**AIM OF THE TASK:** If a line in the records below contains "tractor", copy that line.
BEGIN DATA SUPPLIED
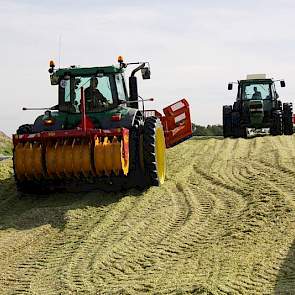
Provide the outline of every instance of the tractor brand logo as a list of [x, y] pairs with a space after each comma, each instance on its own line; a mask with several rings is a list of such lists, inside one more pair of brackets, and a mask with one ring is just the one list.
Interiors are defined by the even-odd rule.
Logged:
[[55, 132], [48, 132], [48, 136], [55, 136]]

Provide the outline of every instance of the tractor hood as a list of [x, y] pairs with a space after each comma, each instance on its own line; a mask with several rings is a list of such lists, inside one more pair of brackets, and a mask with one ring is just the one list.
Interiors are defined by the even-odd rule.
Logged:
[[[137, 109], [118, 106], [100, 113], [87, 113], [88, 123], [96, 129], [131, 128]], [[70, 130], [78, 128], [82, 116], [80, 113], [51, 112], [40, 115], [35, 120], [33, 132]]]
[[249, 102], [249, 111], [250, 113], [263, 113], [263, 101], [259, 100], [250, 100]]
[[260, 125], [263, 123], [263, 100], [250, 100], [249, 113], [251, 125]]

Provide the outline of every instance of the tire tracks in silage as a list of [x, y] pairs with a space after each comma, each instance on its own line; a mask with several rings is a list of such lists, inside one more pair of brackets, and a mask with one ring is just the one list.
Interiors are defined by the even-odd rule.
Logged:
END DATA SUPPLIED
BEGIN DATA SUPPLIED
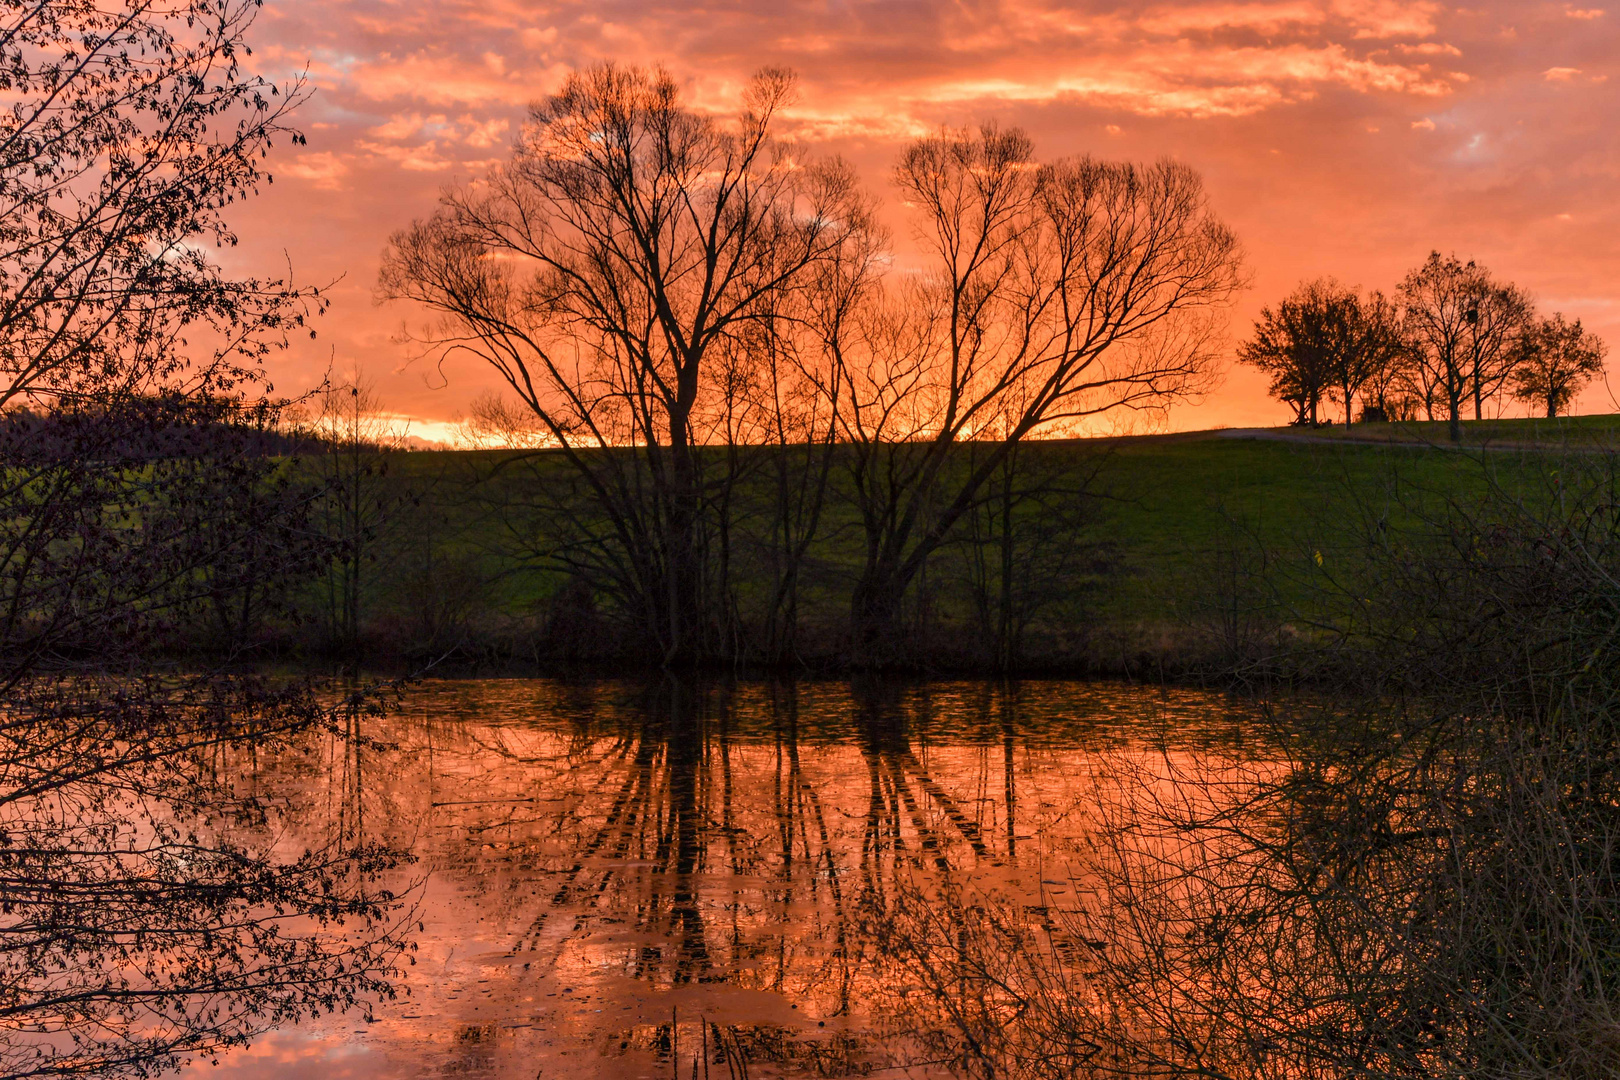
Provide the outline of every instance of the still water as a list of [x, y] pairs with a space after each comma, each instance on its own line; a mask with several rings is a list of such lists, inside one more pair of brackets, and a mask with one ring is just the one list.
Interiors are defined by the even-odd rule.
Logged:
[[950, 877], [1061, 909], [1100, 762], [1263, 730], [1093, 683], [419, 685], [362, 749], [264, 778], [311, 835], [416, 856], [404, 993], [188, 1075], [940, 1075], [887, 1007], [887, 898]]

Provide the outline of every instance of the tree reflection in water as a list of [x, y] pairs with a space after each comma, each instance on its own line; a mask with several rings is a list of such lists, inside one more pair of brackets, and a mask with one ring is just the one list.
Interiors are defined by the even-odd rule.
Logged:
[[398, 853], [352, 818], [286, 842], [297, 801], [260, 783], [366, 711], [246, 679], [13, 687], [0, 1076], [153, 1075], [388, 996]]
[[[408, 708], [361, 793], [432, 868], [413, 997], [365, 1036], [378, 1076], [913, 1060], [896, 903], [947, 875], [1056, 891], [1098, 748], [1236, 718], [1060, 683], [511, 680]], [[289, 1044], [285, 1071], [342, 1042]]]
END DATA SUPPLIED
**ANSWER BOX:**
Provide the outline of every instance of the tractor brand logo as a list of [x, y] pairs with a space after each comma, each instance on its own line; a mask with several rings is a list of such lists, inside one more pair of brackets, and a mask with one ring is just the one list.
Provide the outline of every instance of the tractor hood as a list of [x, y] pairs with a space after each comma, each instance on its own line; a mask with several rings is a list of such lists, inside one more pair of brackets, and a mask with one ring is just the one list.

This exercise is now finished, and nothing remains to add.